[Assigned task]: Find the line that contains "Target: lake water", then repeat it and each line after it to the end of the records, exactly.

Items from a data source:
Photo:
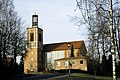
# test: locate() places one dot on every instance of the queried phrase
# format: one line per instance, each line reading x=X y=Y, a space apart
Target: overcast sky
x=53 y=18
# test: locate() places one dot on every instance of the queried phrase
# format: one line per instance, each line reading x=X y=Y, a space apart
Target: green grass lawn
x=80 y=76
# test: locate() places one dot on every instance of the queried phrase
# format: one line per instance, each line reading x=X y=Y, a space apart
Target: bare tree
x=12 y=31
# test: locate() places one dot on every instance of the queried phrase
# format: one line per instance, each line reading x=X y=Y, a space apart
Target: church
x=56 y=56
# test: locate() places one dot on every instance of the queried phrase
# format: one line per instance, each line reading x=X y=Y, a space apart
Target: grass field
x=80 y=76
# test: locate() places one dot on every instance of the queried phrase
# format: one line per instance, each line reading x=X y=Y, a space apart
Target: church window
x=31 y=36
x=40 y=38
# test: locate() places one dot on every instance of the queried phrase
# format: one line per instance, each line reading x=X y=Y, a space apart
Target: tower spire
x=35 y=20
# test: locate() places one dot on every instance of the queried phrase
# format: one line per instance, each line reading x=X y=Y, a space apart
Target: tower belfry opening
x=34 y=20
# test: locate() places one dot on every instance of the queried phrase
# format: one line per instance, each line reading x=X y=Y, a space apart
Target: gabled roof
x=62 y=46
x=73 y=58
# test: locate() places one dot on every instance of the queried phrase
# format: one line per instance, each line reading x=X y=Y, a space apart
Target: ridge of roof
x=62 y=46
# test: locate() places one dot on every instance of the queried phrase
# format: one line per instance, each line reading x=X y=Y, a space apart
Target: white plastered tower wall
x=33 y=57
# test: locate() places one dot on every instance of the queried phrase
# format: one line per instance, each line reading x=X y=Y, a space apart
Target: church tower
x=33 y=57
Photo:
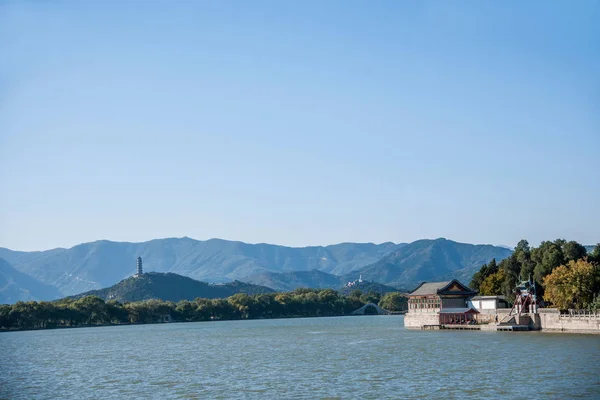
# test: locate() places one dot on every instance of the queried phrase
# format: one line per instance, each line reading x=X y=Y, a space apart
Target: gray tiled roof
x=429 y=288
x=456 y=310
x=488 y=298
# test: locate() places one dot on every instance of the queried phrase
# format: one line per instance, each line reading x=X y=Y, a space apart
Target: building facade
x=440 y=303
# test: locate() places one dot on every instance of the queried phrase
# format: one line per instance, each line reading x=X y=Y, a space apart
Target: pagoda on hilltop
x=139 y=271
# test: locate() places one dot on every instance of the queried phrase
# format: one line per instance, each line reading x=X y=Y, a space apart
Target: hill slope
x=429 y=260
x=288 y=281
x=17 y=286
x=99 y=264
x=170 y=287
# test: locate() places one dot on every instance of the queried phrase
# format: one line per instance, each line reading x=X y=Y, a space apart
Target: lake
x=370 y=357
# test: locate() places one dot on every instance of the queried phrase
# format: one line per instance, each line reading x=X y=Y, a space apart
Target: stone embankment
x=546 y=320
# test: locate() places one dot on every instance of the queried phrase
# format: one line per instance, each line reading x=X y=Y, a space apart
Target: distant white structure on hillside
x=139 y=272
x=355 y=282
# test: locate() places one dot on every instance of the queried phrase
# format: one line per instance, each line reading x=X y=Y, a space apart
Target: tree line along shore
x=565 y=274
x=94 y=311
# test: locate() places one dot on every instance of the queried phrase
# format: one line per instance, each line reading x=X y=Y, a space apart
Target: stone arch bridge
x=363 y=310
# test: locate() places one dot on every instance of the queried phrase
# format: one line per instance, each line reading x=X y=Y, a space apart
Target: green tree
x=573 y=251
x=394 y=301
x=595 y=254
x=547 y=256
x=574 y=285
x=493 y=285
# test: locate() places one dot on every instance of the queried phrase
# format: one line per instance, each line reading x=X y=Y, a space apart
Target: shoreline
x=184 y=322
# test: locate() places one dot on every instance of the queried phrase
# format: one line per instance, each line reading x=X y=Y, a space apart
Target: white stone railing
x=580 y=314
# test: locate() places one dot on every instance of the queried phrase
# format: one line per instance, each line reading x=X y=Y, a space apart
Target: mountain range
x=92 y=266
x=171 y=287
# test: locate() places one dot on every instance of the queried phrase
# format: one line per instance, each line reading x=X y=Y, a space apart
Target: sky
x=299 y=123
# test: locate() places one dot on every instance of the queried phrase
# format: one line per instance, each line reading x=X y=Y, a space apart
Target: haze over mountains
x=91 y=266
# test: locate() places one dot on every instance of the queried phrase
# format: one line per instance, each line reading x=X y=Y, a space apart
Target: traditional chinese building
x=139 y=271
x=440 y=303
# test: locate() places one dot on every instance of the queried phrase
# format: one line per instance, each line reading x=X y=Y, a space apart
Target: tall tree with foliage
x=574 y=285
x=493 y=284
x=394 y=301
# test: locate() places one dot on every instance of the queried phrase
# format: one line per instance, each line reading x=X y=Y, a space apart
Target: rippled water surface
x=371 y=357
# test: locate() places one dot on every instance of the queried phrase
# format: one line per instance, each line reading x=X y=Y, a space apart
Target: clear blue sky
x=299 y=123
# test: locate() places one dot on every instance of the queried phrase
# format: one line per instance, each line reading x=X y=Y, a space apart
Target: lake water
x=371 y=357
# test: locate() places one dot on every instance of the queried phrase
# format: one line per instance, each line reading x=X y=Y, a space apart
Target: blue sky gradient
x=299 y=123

[Response box]:
Target: lake water
x=371 y=357
# test: locate() places one dot on every instance of the queried phrase
# format: one line per instance, each line reading x=X y=Y, a space apart
Target: blue sky gradient
x=299 y=123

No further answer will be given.